◆ WORK TASK ◆
What follows is a block of records; reproduce all of it verbatim.

───── LISTED RECORDS

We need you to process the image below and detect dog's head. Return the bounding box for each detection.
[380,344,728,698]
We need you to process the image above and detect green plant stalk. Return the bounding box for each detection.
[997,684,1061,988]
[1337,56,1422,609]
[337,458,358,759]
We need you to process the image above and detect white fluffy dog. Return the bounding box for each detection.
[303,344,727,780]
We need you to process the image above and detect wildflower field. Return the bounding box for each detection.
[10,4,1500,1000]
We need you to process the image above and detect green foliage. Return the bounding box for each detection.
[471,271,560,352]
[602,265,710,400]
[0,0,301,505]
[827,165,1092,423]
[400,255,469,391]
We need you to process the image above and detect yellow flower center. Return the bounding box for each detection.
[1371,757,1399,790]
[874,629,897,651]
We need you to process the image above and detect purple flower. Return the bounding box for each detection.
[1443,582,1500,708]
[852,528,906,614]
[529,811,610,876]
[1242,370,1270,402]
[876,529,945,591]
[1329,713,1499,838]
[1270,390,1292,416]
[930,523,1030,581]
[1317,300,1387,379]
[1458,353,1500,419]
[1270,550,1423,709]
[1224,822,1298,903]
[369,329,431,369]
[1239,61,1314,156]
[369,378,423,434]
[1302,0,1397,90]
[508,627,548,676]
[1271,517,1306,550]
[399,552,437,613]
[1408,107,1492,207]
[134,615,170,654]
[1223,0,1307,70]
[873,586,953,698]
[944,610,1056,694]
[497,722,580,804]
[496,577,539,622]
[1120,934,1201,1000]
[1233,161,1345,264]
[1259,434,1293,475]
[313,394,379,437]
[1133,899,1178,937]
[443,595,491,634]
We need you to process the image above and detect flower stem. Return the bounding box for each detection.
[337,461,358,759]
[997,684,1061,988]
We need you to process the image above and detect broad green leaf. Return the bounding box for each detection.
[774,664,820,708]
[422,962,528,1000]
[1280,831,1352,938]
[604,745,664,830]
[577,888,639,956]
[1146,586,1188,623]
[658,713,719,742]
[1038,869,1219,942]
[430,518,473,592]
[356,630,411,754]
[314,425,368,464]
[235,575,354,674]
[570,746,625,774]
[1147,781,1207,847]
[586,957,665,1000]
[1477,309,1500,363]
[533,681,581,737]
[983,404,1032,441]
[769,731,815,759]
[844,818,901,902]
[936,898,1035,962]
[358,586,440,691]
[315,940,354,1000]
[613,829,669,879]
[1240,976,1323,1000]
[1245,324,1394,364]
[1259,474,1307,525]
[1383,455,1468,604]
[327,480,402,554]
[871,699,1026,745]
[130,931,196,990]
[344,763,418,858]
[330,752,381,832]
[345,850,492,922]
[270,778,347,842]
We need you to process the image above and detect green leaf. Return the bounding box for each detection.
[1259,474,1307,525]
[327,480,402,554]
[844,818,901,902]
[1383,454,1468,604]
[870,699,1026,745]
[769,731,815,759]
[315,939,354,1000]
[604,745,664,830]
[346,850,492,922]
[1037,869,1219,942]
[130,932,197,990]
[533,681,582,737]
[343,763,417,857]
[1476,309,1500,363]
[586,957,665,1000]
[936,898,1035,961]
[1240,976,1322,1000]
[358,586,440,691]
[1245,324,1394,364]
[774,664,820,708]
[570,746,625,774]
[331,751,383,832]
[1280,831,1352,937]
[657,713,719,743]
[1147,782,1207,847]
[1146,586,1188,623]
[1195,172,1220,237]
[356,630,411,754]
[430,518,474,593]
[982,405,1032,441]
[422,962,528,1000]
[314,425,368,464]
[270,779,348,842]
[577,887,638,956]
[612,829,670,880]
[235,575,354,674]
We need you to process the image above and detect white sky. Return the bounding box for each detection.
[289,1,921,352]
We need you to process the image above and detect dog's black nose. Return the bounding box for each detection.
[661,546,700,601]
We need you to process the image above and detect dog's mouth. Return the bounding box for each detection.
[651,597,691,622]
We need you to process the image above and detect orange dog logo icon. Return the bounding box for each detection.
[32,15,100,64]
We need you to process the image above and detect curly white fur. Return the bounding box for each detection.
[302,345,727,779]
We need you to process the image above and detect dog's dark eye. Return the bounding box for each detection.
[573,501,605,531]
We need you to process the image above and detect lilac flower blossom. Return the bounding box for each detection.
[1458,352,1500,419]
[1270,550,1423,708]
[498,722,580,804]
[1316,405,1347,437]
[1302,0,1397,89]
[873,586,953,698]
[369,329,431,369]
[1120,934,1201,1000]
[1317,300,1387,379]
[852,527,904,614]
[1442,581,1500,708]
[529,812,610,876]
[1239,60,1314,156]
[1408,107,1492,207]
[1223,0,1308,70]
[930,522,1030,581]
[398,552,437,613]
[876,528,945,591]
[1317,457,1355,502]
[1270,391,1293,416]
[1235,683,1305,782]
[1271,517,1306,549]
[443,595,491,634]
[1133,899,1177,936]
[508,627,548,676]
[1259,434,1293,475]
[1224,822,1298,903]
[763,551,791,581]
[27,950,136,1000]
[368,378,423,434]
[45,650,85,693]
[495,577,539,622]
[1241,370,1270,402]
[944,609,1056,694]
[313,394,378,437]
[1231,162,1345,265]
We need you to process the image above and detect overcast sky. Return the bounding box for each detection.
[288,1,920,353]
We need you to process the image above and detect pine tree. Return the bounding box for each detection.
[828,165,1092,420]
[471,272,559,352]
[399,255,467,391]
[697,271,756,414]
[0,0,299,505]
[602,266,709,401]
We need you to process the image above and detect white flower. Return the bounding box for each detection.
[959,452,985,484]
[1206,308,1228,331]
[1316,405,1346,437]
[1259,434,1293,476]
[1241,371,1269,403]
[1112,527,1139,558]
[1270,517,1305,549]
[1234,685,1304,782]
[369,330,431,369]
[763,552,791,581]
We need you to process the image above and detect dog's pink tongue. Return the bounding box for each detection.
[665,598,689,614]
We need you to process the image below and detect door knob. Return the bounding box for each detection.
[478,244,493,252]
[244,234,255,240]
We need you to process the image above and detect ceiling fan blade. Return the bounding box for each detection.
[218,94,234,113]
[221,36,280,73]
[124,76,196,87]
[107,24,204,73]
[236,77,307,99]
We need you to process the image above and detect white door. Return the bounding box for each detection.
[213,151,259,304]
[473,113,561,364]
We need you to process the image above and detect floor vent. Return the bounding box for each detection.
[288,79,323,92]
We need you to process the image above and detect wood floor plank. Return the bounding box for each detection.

──────────

◆ ANSWER AREA ◆
We need you to process the image below and detect dog's head. Return the bounding box for each detection.
[380,344,728,698]
We need you to process the image above and detect green plant stalk. Return the bounding box for each detection.
[997,684,1061,988]
[1337,56,1422,609]
[337,458,358,759]
We need you to process the image above and detect white fluffy dog. Return the bounding box for each detection.
[303,344,727,780]
We need you to process the image above and detect wildflower field. Return the bounding box for each detection.
[10,4,1500,1000]
We need you to process the image above and detect green foliage. Return the bounding box for each detection.
[471,271,560,352]
[602,265,710,400]
[0,0,301,505]
[827,165,1092,423]
[400,255,469,391]
We need you to process the image above and detect yellow flower center. Return the bounding box for each detection.
[1371,757,1399,790]
[874,629,897,651]
We need you to process the image above and detect purple flower. Return the bounding box for each detection.
[1443,582,1500,708]
[852,528,906,614]
[529,811,610,876]
[1242,370,1270,402]
[876,529,945,591]
[1329,713,1499,838]
[1270,390,1292,416]
[930,523,1030,581]
[1317,300,1387,379]
[1458,353,1500,419]
[1270,550,1423,709]
[1224,822,1298,903]
[369,329,431,369]
[1239,61,1314,156]
[369,378,423,434]
[1302,0,1397,90]
[508,627,548,676]
[1271,517,1306,550]
[399,552,437,613]
[1408,107,1492,207]
[134,615,170,654]
[1223,0,1307,70]
[873,586,953,698]
[944,610,1056,694]
[497,722,580,804]
[496,577,539,622]
[1120,934,1201,1000]
[1233,161,1345,264]
[1259,434,1293,475]
[313,394,379,437]
[1133,899,1178,937]
[443,595,491,634]
We need you to process the image above and detect flower stem. Return the bounding box for each detection.
[337,461,358,759]
[997,684,1061,988]
We need you to process the image above and detect broad green leaf. Return the bounding box for each detection.
[774,664,820,708]
[422,962,528,1000]
[1280,831,1352,938]
[604,745,664,830]
[577,888,639,956]
[1146,586,1188,623]
[658,713,719,742]
[1038,869,1219,942]
[430,518,473,592]
[356,630,411,754]
[314,425,368,464]
[235,575,354,674]
[570,746,625,774]
[1147,781,1207,847]
[586,957,665,1000]
[1477,309,1500,363]
[533,681,581,737]
[983,404,1032,441]
[769,731,815,759]
[844,818,901,902]
[936,898,1035,962]
[358,586,440,691]
[315,940,354,1000]
[613,829,669,879]
[1240,976,1323,1000]
[1245,324,1394,364]
[1259,474,1307,525]
[1383,455,1468,604]
[327,480,402,554]
[871,699,1026,745]
[130,931,196,990]
[344,763,418,858]
[330,752,381,832]
[345,850,492,922]
[270,778,347,842]
We need you to process the image above and detect green leaf. Return the bounding box for each detection.
[1259,474,1307,525]
[327,480,402,554]
[844,818,901,902]
[1383,454,1468,604]
[870,699,1026,745]
[769,731,815,759]
[315,939,354,1000]
[604,745,664,830]
[346,850,492,922]
[1037,869,1219,942]
[130,932,197,990]
[533,681,582,737]
[343,763,417,857]
[1476,309,1500,363]
[586,957,665,1000]
[936,898,1035,961]
[1240,976,1322,1000]
[358,586,440,691]
[1245,324,1394,364]
[774,664,820,708]
[570,746,625,774]
[331,751,383,832]
[1280,831,1352,937]
[657,713,719,743]
[1147,782,1207,847]
[1146,586,1188,623]
[1195,172,1220,237]
[356,630,411,754]
[430,518,474,593]
[982,405,1032,441]
[422,962,528,1000]
[314,425,368,464]
[270,779,348,842]
[577,887,638,956]
[612,829,670,880]
[235,575,354,674]
We need you to process the image above and detect white sky. Return the bounding box for each detection.
[289,1,921,352]
We need you to process the image above and detect dog's black nose. Return the bounding box for each detection.
[661,546,700,601]
We need you to process the image above and detect dog's mouth. Return the bounding box for each detection.
[651,597,691,622]
We need you to process the image above and detect orange dog logo icon. Return the bounding box for each detection.
[32,15,100,64]
We need you to process the image above and detect curly white fur. Return the bounding box for each detection.
[302,345,727,779]
We need you to process the image above and detect dog's dark eye. Return the bounding box for each detection.
[573,501,605,531]
We need you to process the image above and detect lilac flower blossom. Return the bounding box for each detection.
[1458,352,1500,419]
[1270,550,1423,708]
[498,722,580,804]
[1316,405,1347,437]
[1302,0,1397,89]
[873,586,953,698]
[369,329,431,369]
[1120,934,1201,1000]
[1317,300,1387,379]
[852,527,904,614]
[1442,581,1500,708]
[529,812,610,876]
[1239,60,1314,156]
[1408,107,1492,207]
[1223,0,1308,70]
[930,522,1030,581]
[398,552,437,613]
[876,528,945,591]
[1317,457,1355,502]
[1270,391,1293,416]
[1235,683,1305,782]
[1271,517,1306,549]
[443,595,491,634]
[1133,899,1177,936]
[508,627,548,676]
[1259,434,1293,475]
[1224,822,1298,903]
[763,551,791,581]
[27,950,136,1000]
[368,378,423,434]
[45,650,85,693]
[495,577,539,622]
[1241,370,1270,402]
[944,609,1056,694]
[313,394,378,437]
[1231,162,1345,265]
We need you to process the image above and detect overcast sky. Return the bounding box for each detection.
[288,1,920,353]
We need you to process the image above and detect pine tree. Return the bounding box for each detection.
[828,165,1092,420]
[471,272,559,352]
[399,255,467,391]
[697,271,756,414]
[0,0,299,505]
[602,266,709,401]
We need you to process the image above and detect white flower. Return the bounding box for each detection.
[959,452,985,484]
[1206,308,1228,331]
[1316,405,1346,437]
[1259,434,1293,476]
[1241,371,1269,403]
[1112,527,1139,558]
[1270,517,1305,549]
[1234,685,1304,782]
[369,330,431,369]
[763,552,791,581]
We need you to process the image above and detect dog's pink tongue. Return the bounding box for each detection.
[665,598,689,614]
We need you to process the image below and detect door knob. Return the bounding box for each detection.
[478,244,493,252]
[244,234,255,240]
We need you to process the image above and detect ceiling fan blade. Return the bounding box for each detection.
[218,94,234,113]
[221,36,280,73]
[124,76,196,87]
[107,24,204,73]
[236,77,307,99]
We need you to process the image above and detect white door. Return the bounding box for each detection.
[213,151,259,304]
[473,113,561,364]
We need you to process the image above and detect floor vent. Return the bounding box for each detection.
[288,79,323,92]
We need you to process the image above and detect wood floor plank. Return the bounding box for each detection.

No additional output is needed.